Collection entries
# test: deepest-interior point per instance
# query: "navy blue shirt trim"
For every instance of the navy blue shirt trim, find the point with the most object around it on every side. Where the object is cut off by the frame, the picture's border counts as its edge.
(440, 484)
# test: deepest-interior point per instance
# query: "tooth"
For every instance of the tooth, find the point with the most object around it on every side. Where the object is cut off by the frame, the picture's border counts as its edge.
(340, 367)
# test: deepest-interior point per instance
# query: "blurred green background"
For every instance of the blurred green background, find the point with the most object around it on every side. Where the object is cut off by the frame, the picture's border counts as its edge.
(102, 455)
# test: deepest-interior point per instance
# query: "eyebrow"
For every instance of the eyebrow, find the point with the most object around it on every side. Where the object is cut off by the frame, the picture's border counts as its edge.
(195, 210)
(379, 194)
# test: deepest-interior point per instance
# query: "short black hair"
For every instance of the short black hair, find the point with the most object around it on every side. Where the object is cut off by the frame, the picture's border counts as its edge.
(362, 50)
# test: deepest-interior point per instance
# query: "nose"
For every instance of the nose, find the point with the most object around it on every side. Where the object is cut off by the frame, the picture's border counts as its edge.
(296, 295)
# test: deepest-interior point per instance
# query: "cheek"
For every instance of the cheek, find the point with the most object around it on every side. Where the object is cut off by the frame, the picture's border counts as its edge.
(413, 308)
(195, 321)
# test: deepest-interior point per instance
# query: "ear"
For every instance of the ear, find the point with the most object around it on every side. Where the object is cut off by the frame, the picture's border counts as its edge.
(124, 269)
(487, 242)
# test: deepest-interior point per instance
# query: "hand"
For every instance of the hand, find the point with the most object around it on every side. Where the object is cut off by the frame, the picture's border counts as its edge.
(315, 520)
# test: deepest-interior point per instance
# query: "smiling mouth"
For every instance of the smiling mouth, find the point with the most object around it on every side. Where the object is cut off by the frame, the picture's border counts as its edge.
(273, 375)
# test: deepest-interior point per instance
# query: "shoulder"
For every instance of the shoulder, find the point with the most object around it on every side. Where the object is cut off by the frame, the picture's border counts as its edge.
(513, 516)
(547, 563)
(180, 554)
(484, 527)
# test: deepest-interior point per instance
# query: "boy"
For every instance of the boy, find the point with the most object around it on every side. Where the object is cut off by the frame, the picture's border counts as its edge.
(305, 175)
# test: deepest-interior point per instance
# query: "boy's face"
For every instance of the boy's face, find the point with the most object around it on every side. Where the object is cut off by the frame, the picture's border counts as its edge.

Problem details
Write the listing out again, exactly as shown above.

Solution to this problem
# test: deepest-interior point per instance
# query: "navy blue shirt trim"
For every instance of the navy blue shirt trim, find the point with the most object around it on every side. Where the object is cut off by the frame, the picture's border counts as its edge.
(440, 484)
# test: deepest-interior point per instance
# query: "tooth"
For every instance of the tooth, find the point with the most object around it on every side. Where the object is cut off by the frame, the picture's border counts as its edge.
(340, 367)
# test: deepest-interior point per instance
# query: "blurred green background"
For every instance of the blurred green background, find the point with the most object around it on every side. Where the object is cut off by the frame, the picture's border counts as its edge.
(102, 455)
# test: deepest-interior point per instance
# query: "eyebrow"
For every instance of the eyebrow, find the point with the most object around it on every side. Where the object is cut off by the frame, the picture's border counts as its edge.
(195, 210)
(379, 194)
# test: deepest-interior point per instance
# query: "short black hair"
For every instance of the short black hair, find the point with the most object around it on every side. Where the object is cut off by the frame, the picture's border counts as its edge.
(362, 50)
# test: deepest-interior point per instance
# query: "nose"
For every instance of the nose, find the point with the most object around it on every side. Where the object is cut off by the frame, the picture's border counts as its edge.
(296, 295)
# test: deepest-interior point per instance
# query: "cheek"
For every instance of the cheek, find the point with the most object around it on every side. Where the object is cut off by the frame, the picture's border counts as its edge.
(413, 308)
(195, 321)
# test: deepest-interior point per instance
# query: "ear"
For every instance of the ear, find the point with the most object around it on every side. Where the object is cut off by the frame, the picture's border counts as its edge.
(124, 269)
(487, 242)
# test: deepest-interior point per instance
# query: "hand"
For every instance of the hand, find the point with the most object around it on every side. Where the object is cut off by the frame, the picture's border counts as its edge.
(315, 520)
# test: deepest-interior point per instance
# query: "smiling mouth"
For every instance of the smiling mouth, find the point with the most object around it on every side. Where the object is cut off by the frame, the picture's border counts as its edge.
(273, 375)
# test: deepest-interior point per instance
# query: "shoulder"
For every instance of the shoulder, find the point with the most object around it on every side. Where the object is cut off by the frame, the picture's border counts as its edge.
(513, 516)
(547, 563)
(180, 554)
(484, 527)
# test: deepest-interior point per instance
# query: "boy"
For every instance of the boy, find the point with the most object around it on every side. Where the object is cut off by the frame, the picture's border counts as its edge.
(305, 175)
# test: deepest-interior point per instance
# query: "boy's face"
For every instance of the boy's face, find the point with the most object around it on every side. Where the object is cut off by the frame, the picture's border counts as its edge.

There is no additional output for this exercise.